▸ Apply what you read:
a) In the post on cross and glory, what one idea were the Miami Heat put together with in mind?
b) Carry on the post on cross and glory, starting after its last sentence.

Top of Extract

Cross and Glory

I’m a long time basketball fan, although I usually like the NCAA better than the NBA. But somewhere close is an image of LeBron James after the game 6 loss. The Miami Heat were put together with one idea in mind – glory. They were built to win. Yet they lost. LeBron’s face says it all. This was not supposed to happen.

It interests me that a guy often called ‘the chosen one’ who goes around as the new ‘King James’ doesn’t really get the karma he’s tempting. The chosen one may win in the end – the messiah sits enthroned – but it is after the cross. The story of the authorized King James is that God is most fully revealed in suffering. The hour of his glorification is when he is lifted up…on the cross.

We naturally equate losing with the loss of God’s favor. God smiles on us when we are winning. And that is almost exactly the opposite of the truth. Any athlete knows he’s on the right path when the coach is yelling at him the most fierce. There is that moment in Hoosiers when Gene Hackman is trying to explain why he punched that kid all those years ago. “He was the best I ever coached…” Paul tells us to “rejoice in our sufferings (Rom 5:3)” or “that he might share in his sufferings (Phil 3:10)”. But that is not how we act.

Bottom of Extract
Top of Data for review

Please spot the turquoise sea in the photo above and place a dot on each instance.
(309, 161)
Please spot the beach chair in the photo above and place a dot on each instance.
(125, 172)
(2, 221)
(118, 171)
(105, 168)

Bottom of Data for review

▸ Solved tasks:
a) Glory.

b)
What do I brag about or publish? And upward trending attendance line. A successful Sunday School. A balanced church budget or at least close. Why? Because those things mean God is working, right?

Maybe. But the suffering might be closer to the glory. It might be more real. It might be the better preparation. Because suffering produces perseverance, and perseverance character, and character hope; and hope does not disappoint.

Did you ever have a time in your life where you had all the glory but felt nothing? or were completely defeated, but yet new that this was real?